**What this task involves**:
Increase every bounding-box coordinate by 147 in the part of the records that opens with the line containing "fence, and output bounding boxes covering each." and closes with the line containing "[83,81,134,119]", both ends included. Output only that part, rewriting every line in it, including those without coordinates, and change nothing but those numbers.

**Dataset records**:
━━━━━━━━━━

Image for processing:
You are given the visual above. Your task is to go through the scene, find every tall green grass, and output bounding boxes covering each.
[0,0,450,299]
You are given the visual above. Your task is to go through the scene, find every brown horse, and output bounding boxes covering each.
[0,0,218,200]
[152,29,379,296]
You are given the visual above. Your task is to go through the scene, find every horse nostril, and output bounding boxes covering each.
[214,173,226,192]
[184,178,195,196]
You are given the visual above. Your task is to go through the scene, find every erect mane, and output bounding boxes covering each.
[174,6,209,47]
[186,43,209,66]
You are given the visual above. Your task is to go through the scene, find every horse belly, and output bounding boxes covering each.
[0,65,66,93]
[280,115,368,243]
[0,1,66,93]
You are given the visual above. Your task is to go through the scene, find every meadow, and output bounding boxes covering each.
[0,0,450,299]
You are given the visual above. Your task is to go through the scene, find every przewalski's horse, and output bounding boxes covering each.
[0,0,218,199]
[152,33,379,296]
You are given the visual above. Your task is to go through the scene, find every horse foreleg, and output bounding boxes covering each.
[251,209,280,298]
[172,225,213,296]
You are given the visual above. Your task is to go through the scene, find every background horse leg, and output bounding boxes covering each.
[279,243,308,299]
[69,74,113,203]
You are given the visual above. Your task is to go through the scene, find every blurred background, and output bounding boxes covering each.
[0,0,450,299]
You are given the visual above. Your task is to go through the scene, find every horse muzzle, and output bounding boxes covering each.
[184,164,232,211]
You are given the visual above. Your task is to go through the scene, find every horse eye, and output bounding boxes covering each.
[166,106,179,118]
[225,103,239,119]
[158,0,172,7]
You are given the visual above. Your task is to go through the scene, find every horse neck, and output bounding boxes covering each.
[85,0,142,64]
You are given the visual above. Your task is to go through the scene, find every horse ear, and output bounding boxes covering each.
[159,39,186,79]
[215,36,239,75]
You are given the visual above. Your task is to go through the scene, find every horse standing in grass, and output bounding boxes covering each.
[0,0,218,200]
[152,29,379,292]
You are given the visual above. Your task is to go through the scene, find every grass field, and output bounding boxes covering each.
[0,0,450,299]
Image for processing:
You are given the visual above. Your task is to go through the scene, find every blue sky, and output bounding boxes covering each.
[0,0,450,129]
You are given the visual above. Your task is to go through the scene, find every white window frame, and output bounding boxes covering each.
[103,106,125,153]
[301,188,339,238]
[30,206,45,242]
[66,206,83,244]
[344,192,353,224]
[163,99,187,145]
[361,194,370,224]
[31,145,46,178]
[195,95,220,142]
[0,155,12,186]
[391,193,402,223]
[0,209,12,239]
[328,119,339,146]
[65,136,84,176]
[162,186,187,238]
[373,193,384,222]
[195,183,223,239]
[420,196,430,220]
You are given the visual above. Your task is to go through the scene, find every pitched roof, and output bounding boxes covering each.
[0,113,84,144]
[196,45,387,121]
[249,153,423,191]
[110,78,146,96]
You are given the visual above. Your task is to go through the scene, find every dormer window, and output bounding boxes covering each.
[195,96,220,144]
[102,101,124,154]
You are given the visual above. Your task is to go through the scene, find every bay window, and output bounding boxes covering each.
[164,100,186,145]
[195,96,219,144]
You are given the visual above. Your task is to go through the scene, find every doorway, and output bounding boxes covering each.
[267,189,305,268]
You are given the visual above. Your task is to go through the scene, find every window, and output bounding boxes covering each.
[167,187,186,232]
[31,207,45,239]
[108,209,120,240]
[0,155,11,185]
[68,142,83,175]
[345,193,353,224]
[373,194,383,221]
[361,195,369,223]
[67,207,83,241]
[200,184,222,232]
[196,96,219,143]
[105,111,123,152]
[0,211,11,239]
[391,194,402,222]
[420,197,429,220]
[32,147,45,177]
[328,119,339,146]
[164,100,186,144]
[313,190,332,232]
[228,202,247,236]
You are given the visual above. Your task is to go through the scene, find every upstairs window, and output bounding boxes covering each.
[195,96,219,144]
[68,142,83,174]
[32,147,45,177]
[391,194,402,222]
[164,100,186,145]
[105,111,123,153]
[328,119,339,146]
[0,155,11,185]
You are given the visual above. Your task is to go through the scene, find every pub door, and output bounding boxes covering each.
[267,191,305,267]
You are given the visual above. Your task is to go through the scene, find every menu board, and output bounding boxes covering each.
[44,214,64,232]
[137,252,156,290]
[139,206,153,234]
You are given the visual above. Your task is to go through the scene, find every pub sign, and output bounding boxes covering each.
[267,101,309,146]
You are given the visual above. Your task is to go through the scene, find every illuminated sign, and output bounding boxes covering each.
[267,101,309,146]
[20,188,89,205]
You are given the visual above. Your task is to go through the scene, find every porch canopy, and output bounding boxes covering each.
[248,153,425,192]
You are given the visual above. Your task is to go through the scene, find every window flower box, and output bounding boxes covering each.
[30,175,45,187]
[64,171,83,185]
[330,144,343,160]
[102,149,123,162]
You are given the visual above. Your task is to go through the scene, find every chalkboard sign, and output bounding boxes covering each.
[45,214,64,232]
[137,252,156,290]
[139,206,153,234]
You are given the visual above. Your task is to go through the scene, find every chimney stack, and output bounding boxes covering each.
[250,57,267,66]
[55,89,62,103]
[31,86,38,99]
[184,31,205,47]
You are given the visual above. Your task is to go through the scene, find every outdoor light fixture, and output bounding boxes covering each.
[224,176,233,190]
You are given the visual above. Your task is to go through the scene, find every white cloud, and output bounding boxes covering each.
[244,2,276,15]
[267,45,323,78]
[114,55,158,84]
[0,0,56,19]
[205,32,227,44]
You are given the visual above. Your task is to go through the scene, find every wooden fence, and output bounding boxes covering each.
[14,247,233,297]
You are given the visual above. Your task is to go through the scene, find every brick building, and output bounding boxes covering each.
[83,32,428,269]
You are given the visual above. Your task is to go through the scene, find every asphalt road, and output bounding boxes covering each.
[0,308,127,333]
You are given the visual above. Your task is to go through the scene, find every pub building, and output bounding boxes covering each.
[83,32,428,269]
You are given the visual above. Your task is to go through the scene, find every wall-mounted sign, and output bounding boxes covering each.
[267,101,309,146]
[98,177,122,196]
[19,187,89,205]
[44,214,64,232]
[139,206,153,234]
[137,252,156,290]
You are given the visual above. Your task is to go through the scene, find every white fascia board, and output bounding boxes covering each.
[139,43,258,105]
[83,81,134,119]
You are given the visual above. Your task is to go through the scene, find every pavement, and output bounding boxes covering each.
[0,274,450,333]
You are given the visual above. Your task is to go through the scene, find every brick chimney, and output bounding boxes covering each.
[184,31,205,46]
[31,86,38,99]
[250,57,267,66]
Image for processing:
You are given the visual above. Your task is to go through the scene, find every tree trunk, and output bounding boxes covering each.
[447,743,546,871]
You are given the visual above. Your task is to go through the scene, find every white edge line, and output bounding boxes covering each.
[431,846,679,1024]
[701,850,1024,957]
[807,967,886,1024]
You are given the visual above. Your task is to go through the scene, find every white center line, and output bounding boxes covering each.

━━━━━━━━━━

**In response**:
You are given the visual above. Your task is to go through the scene, find every wooden fence, and output bounding boxes covering each.
[161,394,380,444]
You are given the visual above. Your task is to go through the scene, find every brick building, and output bounding boxes covering each.
[230,179,575,416]
You are given the visual above. Your task is to go through the scene, find every asphalt road, and output bounding boxes covering each.
[147,455,274,480]
You are given the visual above. Your task is to go through the scene, find every pub building, and output bounding boxes covering each.
[230,179,575,416]
You are given the visual above. Your task is to go through the scene, find every wall-mounted sign, and output bounding boxes covering each.
[414,248,456,293]
[245,324,269,343]
[166,334,236,352]
[191,361,211,379]
[286,353,300,381]
[284,399,303,437]
You are given the visual above. Your task is to go through the scene, find every white fascia board, and output bounding boxes covering each.
[286,190,405,252]
[230,228,281,266]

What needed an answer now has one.